*WHAT THE TASK ASKS*.
Please change "detector" to "annotator" in the entries from the line with "Given the image above, the detector locates the steel" up to and including the line with "99;16;169;78", leaving everything else unchanged.

Part of a data file
· · · · ·
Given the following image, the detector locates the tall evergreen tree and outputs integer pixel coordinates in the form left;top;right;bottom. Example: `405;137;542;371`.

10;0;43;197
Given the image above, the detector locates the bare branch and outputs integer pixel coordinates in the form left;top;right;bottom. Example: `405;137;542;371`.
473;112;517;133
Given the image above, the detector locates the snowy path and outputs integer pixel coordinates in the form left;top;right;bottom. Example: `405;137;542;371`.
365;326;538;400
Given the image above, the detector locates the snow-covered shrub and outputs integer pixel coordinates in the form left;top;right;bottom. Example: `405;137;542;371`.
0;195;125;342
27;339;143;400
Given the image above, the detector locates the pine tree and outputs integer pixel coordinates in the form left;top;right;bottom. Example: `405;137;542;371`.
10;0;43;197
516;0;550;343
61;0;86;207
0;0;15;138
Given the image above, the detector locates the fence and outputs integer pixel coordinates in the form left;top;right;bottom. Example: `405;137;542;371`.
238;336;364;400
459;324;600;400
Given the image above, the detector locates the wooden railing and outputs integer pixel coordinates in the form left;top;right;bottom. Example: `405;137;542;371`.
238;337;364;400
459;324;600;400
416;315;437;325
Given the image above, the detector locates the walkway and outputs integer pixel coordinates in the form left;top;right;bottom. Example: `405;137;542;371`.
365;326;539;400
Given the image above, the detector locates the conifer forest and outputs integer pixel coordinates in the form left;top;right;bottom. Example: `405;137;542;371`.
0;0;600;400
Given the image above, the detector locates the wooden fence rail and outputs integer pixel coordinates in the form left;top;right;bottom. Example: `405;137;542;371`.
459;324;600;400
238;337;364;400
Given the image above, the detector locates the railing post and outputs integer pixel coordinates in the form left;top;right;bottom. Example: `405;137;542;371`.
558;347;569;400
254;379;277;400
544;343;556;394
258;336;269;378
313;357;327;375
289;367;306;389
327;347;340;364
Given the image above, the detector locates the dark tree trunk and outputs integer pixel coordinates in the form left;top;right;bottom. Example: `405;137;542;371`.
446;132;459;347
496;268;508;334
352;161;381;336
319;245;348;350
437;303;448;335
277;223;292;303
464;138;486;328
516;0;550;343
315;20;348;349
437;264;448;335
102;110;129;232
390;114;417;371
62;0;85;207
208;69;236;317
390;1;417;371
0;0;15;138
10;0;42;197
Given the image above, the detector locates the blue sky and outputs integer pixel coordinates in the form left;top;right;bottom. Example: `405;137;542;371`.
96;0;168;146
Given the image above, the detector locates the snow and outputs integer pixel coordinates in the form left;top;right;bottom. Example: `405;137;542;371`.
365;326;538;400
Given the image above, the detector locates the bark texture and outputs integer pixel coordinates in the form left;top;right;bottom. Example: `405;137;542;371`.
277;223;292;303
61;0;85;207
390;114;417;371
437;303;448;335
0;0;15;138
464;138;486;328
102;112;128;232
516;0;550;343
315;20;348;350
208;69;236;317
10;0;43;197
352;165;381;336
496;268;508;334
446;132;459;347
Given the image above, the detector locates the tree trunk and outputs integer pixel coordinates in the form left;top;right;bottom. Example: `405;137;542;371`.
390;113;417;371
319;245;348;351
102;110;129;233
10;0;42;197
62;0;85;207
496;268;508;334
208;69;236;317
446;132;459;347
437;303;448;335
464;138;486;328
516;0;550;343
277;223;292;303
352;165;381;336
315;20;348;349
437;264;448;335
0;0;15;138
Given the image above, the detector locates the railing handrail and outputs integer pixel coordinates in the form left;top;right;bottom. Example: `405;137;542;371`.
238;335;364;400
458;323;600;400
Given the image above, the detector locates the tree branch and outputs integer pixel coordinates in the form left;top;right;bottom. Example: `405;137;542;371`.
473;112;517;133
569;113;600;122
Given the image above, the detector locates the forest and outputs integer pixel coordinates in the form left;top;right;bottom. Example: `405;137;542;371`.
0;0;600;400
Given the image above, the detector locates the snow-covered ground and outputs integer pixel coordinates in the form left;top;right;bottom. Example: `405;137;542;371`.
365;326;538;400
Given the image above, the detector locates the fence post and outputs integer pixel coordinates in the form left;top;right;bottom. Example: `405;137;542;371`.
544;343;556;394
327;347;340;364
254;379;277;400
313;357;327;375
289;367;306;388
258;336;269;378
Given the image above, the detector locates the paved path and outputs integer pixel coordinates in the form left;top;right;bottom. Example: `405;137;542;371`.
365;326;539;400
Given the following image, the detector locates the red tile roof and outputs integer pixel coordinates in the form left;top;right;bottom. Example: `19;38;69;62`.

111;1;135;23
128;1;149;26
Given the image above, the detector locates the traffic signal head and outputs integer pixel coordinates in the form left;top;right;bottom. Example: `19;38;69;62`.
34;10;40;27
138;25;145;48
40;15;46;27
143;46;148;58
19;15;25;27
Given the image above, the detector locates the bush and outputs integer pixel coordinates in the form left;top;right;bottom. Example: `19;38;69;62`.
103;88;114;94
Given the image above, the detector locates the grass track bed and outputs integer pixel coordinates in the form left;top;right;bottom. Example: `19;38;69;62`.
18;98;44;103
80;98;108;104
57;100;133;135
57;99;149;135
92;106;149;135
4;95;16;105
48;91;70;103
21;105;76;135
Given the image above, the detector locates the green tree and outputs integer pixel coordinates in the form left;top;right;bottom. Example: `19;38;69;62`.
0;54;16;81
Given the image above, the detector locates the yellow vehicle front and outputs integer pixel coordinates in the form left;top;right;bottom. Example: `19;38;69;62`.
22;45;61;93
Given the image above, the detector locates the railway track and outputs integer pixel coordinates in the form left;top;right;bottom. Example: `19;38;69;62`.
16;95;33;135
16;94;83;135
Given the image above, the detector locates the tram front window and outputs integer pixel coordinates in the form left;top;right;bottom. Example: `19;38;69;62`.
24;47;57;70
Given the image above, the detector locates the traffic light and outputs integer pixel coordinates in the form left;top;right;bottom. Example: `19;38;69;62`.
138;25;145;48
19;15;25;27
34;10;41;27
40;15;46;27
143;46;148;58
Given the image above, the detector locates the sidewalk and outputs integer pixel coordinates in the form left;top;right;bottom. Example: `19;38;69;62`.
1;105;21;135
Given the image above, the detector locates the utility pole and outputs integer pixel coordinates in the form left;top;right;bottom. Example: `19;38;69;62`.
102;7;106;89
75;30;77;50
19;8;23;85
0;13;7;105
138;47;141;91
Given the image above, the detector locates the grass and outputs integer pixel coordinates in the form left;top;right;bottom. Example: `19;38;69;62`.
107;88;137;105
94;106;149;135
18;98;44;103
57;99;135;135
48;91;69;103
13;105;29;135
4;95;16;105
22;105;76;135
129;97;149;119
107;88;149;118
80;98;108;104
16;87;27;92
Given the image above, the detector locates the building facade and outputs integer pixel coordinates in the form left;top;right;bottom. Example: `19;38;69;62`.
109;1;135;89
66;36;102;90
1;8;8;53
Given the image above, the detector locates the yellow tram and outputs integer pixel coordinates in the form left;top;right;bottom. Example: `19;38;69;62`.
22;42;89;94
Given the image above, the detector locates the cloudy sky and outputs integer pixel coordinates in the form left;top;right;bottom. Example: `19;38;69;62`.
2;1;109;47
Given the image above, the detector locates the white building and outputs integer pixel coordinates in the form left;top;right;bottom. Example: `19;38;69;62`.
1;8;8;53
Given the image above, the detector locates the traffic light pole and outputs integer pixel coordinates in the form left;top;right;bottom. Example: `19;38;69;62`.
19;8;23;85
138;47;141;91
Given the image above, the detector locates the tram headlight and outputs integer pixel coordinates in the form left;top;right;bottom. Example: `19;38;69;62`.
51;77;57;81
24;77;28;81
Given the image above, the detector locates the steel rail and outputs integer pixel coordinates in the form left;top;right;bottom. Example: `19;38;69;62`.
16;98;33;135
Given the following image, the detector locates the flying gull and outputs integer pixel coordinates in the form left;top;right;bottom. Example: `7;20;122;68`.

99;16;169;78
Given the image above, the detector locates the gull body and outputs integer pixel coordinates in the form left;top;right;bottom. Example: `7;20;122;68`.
· · · · ·
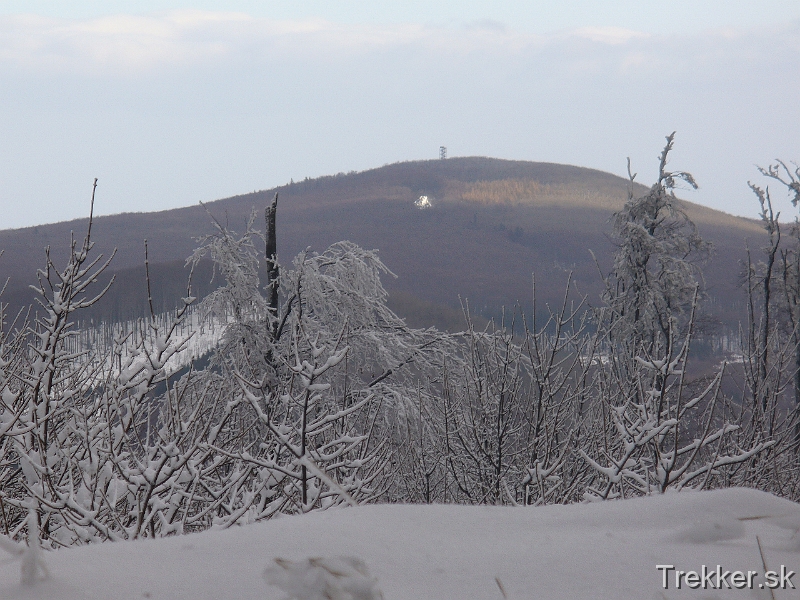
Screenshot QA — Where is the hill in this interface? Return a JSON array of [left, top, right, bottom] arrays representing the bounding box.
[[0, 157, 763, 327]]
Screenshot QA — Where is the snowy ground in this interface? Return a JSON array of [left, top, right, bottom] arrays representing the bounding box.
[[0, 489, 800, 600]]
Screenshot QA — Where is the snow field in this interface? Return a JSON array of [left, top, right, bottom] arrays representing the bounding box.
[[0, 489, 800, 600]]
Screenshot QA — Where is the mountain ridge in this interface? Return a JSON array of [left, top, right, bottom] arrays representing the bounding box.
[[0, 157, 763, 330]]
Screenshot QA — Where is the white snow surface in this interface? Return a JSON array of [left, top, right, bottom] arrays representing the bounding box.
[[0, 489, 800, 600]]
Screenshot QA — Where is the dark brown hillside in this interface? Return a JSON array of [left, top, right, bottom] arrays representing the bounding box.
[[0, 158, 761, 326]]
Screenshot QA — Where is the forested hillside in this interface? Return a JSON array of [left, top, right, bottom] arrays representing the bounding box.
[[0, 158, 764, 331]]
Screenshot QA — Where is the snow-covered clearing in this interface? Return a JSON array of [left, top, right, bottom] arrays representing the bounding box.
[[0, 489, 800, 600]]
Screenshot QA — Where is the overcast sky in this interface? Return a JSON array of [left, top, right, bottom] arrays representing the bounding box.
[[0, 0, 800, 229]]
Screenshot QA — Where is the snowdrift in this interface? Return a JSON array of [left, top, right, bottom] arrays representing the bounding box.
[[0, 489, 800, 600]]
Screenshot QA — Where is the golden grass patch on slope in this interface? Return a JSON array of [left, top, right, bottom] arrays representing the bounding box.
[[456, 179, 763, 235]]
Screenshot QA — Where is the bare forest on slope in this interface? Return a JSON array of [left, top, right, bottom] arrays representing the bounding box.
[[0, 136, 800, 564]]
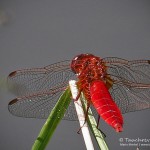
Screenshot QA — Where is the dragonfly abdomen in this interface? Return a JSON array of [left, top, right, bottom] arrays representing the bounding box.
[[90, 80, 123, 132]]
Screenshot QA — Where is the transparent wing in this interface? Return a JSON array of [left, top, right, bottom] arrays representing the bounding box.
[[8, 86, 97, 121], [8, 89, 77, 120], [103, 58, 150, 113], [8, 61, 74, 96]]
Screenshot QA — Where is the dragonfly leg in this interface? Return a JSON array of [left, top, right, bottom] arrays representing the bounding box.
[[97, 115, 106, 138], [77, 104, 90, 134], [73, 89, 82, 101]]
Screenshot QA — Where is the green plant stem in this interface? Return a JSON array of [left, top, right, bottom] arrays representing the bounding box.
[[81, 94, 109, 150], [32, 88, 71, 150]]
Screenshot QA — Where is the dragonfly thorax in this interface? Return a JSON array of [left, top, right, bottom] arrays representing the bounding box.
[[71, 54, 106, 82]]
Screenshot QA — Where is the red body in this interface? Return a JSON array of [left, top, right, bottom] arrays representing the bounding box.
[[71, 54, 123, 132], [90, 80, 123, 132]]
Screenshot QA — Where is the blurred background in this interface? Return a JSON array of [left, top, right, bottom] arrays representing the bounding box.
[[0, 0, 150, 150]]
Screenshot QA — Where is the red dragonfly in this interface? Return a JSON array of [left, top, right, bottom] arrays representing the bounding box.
· · · · ·
*OUTPUT BELOW*.
Given the image above, the annotator locates the steel rail and outputs integer pixel coordinates in the form left;top;right;bottom. Example: `19;38;69;62`.
16;98;33;135
Given the following image, the annotator locates the flying gull and outputs integer pixel coordinates in the form left;top;right;bottom. Example: `7;20;122;68`.

99;16;169;78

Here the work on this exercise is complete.